───── Material for this task

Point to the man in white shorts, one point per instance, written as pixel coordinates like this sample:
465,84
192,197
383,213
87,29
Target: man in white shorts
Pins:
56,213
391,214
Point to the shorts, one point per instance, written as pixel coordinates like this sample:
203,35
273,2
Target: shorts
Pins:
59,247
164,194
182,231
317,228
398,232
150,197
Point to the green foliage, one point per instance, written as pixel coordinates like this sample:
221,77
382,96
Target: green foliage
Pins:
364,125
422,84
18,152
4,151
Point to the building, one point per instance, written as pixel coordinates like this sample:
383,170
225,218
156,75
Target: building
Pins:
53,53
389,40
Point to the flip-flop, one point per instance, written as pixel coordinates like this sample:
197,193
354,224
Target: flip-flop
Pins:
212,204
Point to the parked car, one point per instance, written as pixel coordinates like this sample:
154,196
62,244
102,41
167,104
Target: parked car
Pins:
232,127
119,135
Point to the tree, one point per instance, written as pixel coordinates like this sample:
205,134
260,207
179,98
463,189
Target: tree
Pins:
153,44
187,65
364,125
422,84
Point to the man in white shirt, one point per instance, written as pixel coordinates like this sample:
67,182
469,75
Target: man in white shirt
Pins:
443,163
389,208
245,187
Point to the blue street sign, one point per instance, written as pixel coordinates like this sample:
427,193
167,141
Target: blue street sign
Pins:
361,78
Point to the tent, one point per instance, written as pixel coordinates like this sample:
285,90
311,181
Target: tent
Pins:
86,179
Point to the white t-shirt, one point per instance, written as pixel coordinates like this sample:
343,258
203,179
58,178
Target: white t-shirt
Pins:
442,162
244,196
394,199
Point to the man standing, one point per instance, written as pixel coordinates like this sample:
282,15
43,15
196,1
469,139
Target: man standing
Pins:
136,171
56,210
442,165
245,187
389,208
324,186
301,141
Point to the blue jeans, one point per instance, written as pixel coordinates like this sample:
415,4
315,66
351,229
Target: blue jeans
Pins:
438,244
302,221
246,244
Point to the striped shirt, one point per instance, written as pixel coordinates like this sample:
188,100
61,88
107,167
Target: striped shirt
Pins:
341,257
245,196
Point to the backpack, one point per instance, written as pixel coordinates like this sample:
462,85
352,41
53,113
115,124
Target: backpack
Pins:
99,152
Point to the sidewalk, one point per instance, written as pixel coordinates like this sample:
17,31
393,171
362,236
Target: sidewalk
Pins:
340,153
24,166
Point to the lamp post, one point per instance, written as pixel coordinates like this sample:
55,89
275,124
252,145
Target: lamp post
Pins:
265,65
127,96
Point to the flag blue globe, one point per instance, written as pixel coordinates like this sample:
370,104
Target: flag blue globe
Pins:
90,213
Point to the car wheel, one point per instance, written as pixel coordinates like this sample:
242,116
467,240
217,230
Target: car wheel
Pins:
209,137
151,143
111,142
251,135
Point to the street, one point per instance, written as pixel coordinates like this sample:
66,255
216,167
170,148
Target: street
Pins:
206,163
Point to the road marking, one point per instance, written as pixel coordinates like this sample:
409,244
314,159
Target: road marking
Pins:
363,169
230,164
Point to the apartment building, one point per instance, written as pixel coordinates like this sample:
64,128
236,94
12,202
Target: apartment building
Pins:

──────────

## Exercise goal
Rewrite all of the items, putting "Points" wherever "Pins" appears and leaving everything else as it is.

## Answer to this task
Point to the man in white shorts, one point per instance, written as pixel coordinates like this sample:
465,84
192,197
383,213
87,29
Target: man in white shorts
Points:
56,213
391,214
Point to the shorts, one point per instance, written as pixel coordinates like this sample:
203,35
273,2
Target: shorts
Points:
59,247
164,194
182,231
317,228
398,232
150,197
Point to the green foliage, one point per instance, written as pixel coordinates like this sample:
221,77
382,96
Target: green foliage
Points:
364,125
422,84
18,152
4,151
Point to the building, one point per instance, written as pixel coordinates like this sample:
383,170
225,218
156,75
Target: building
Points:
53,53
389,40
Point to the flip-flop, one point per instance, written as pixel coordinates like this sample:
197,193
354,224
Target: flip-flop
Points:
212,204
Point to the parked car, one point per instance, written as pixel coordinates like this sample:
154,196
62,244
102,41
167,104
Target: parked car
Points:
232,127
119,135
Point to the tree, one point per instance, written as pixel coordinates like this sample:
205,134
260,207
179,98
463,189
Target: tree
Points:
153,44
187,65
364,125
422,84
Point to the man in white shirt, one point per instance, written as pixel coordinates like this sample:
67,182
469,75
Target: man in white shirt
Points:
443,163
389,208
245,187
Point to the blue street sign, one point per instance, written as pixel coordinates like this sample:
427,193
167,141
Target: blue street sign
Points:
361,78
Point to the tent, one point per instance, written as pixel coordinates like this sample:
285,90
311,181
Target: tent
Points:
86,179
Point to the white t-shirt, one point per instance, written as pixel coordinates like this sample:
343,258
203,179
58,178
Target: white t-shirt
Points:
442,162
244,196
394,199
Point to the man standing, one point per instance, written as pixel coordinates like this sample:
282,15
43,15
196,1
469,139
Target: man standing
Points:
136,171
56,210
442,165
245,187
389,208
324,186
301,141
Point to the blue jeans, one point per instance, written as pixel coordinates like this sample:
415,4
315,66
351,229
Target: blue jeans
Points:
438,244
302,221
246,244
Point to the striped shirt, one point per instance, written as pixel coordinates like this sample:
188,100
61,88
107,167
Target: striped shirt
Points:
341,257
245,196
Point to the backpack, one point per instance, written as pixel coordinates like this sample:
462,85
352,41
53,113
115,124
Target: backpack
Points:
99,152
Point to the sidewalk, one point per instance, written as pixel coordinates like this sample:
17,31
393,171
362,236
Target: sidewalk
Points:
340,153
24,166
Point to the lamp post, one point per instance, written as pixel coordinates like this sample:
55,89
275,124
252,145
Target: lamp post
Points:
265,65
127,96
Point to the flag blue globe, one point per instance, written as pixel coordinates like this sample:
370,104
Target: flag blue globe
Points:
90,213
Point to the car wheel, one point per instance, written as pixel coordinates like this sample:
242,116
467,240
217,230
Target: car wheel
Points:
209,137
151,143
111,142
251,135
Point to the street, one point per instance, written as pixel coordinates like this sample:
66,255
216,167
170,148
Target: street
Points:
206,163
Point to the road marking, one point per instance, written as pixel coordinates like this sample:
409,244
314,159
Target: road marking
Points:
363,169
230,164
Point to the apartment building, one point per instance, written as pixel coordinates like this sample:
64,128
236,94
12,202
Target: apartment building
Points:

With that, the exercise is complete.